For example, locking member 262 spans the adjustable joint and has
a spherical head 264 that is captured in a cavity 266 defined at
the trailing end of leading segment 92.
[0090] However, nail 260 has noteworthy differences from nail 60.
Locking member 262 is composed of two discrete components, namely,
an actuator 268 and an expandable member 270. The actuator is in
threaded engagement with the expandable member and has a tapered
nose 272 (see FIG. 27). The expandable member includes spherical
head 264 (see FIG. 28), which is composed of integral sections that
can be urged apart from one another by nose 272, which acts as a
wedge when the actuator is advanced. Expansion of spherical head
264 produces frictional engagement of the head with a wall of
cavity 266 (see FIG. 26), which locks the nail to prevent pivotal
motion at the adjustable joint.
Example 3
Articulated Nails with Projections at the Joint Interface of the
Nail
[0091] This example describes exemplary articulated nails 300, 310
having projections formed at the joint interface of the nail to
resist slippage in the fixed configuration of the joint; see FIGS.
29, 30, and 30A.
[0092] FIGS. 29 and 30 show nail 300, which is a modified version
of nail 60 (see FIGS. 1-8) having projections 312 formed on outer
spherical surface region 124 of the nail. The projections may, for
example, be prongs that slightly penetrate adjacent spherical
surface region 122 of trailing segment 94 in response to
compressive force generated by locking member 110 when the
adjustable joint is locked to prevent pivotal motion.
[0093] Nail 310 is generally similar to nail 300 except that outer
spherical surface region 124 has ribs 314 formed thereon.
Example 4
Articulated Nails with a Cam Mechanism
[0094] This example describes an exemplary articulated nails 320,
321 having a cam mechanism that is operable to adjust the joint of
each nail between a movable (unlocked) and fixed (locked)
configuration; see FIGS. 31-35.
[0095] FIGS. 31 and 32 show nail 320 in respective unlocked and
locked configurations of adjustable joint 76. Nail 320 has a cam
mechanism 322 in place of locking member 110 of nail 60 (see FIGS.
2-8). The cam mechanism interchangeably may be termed a locking
member or a locking mechanism.
[0096] Cam mechanism 322 includes a spanning member 324 that spans
the junction between leading segment 92 and trailing segment 94.
The spanning member engages wall 126 in the fixed configuration of
the adjustable joint, as described above for nail 60.

→ **Check your understanding**:
1 – Answer these questions from the articulated-nail passage above:
(a) What two components make up locking member 262?
(b) What is formed on outer spherical surface region 124 of nail 310?
(c) What does nail 320 have in place of locking member 110 of nail 60?
2 – Please write a continuation of the articulated-nail passage above, picking up right after its final sentence.

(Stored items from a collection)
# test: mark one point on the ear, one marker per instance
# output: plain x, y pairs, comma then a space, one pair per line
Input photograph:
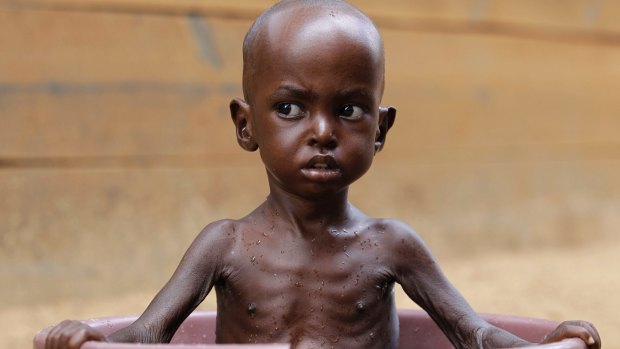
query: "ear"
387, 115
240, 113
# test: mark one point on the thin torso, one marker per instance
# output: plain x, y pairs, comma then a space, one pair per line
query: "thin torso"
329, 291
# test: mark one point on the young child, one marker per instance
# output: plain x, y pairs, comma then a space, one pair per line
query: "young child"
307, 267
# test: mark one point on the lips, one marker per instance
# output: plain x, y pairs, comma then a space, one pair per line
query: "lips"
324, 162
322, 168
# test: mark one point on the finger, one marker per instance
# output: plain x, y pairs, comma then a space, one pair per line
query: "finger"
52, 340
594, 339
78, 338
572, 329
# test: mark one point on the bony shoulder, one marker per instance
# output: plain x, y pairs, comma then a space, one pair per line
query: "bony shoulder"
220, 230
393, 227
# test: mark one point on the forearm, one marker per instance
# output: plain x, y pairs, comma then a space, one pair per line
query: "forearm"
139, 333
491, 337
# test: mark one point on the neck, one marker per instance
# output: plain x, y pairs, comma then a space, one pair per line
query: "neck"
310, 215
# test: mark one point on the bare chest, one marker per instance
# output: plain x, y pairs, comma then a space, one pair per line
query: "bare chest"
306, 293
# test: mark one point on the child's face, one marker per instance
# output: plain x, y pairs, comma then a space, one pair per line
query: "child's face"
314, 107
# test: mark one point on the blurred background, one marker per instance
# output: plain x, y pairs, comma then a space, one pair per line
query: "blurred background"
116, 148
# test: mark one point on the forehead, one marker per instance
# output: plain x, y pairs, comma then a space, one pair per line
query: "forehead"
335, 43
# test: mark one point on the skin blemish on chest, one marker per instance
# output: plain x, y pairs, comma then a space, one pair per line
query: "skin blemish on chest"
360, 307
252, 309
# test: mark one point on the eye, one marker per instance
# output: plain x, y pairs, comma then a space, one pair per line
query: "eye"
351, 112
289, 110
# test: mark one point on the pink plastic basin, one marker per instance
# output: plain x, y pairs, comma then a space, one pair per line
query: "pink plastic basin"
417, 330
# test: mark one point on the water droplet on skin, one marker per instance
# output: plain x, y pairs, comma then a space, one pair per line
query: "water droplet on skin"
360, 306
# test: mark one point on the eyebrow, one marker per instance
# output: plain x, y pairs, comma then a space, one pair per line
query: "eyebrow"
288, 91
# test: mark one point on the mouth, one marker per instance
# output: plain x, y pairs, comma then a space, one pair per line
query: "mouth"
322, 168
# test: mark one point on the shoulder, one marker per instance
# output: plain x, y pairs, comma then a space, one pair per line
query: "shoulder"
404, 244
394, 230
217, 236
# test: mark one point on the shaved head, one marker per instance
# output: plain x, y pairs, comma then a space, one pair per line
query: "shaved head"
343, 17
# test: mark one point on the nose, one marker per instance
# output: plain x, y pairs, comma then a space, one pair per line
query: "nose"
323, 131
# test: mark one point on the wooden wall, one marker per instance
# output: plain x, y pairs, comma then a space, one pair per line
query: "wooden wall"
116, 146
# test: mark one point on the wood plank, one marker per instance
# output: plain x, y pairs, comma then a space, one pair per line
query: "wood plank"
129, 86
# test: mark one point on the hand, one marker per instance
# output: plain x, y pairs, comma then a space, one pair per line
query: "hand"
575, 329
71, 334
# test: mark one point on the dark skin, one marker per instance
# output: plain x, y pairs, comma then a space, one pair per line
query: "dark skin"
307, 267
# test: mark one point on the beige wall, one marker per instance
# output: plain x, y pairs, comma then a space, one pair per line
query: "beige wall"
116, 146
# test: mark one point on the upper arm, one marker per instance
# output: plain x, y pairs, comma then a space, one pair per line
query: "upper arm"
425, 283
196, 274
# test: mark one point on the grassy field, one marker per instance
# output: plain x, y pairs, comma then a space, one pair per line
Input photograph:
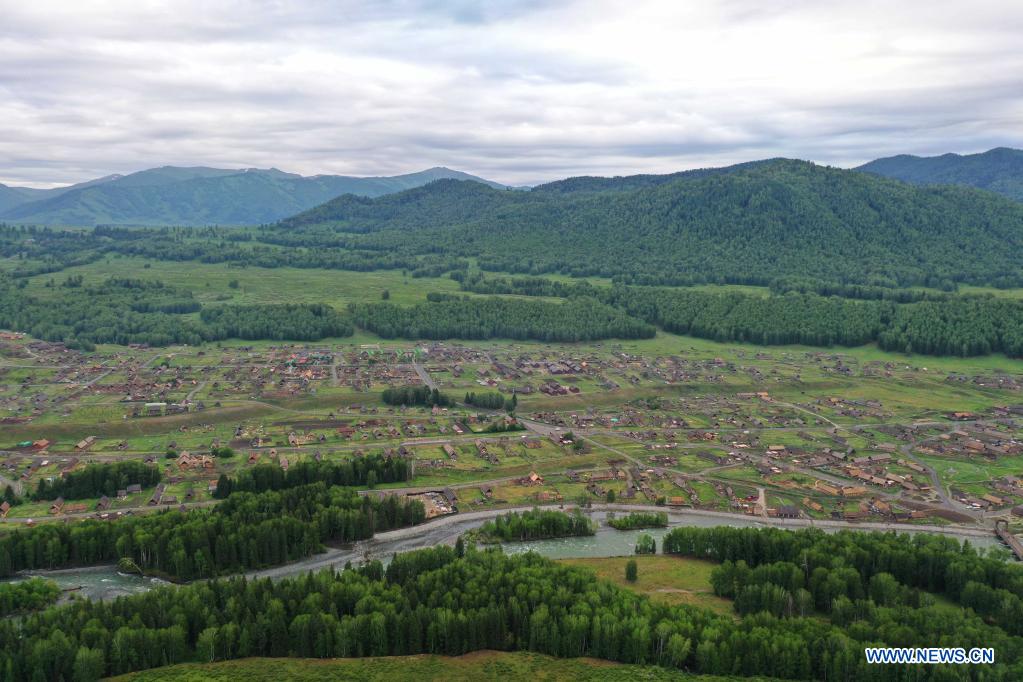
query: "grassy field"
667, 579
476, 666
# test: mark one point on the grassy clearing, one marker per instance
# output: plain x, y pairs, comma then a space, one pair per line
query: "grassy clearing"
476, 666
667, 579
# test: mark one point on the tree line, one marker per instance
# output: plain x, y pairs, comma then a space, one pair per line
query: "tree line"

→ **Solved tasks**:
1 –
(a) An actuator 268 and an expandable member 270.
(b) Ribs 314.
(c) Cam mechanism 322.

2 –
[0097] The longitudinal position of spanning member 324 is
controlled by an actuator 326 of the cam mechanism rather than
threaded advancement or retraction (as in nail 60). The actuator
extends through an opening of the spanning member and is pivotably
mounted in the trailing segment of the nail. The actuator has a
shaft forming a camming surface 328 disposed asymmetrically about
the central long axis of the actuator (see FIG. 33). For example,
the shaft may have an elliptical cross section or a circular
cross-section that is not concentric with the rotation axis of the
actuator shaft. In any event, rotation of the actuator creates
longitudinal motion of the spanning member.
[0098] The actuator is accessible from a side of the nail. In other
words, the actuator has a driver engagement structure 330 disposed
adjacent a side surface region of trailing segment 94. Accordingly,
the trailing segment of the nail can be attached to bone with
fasteners before the nail is bent, without restricting access to
driver engagement structure 330.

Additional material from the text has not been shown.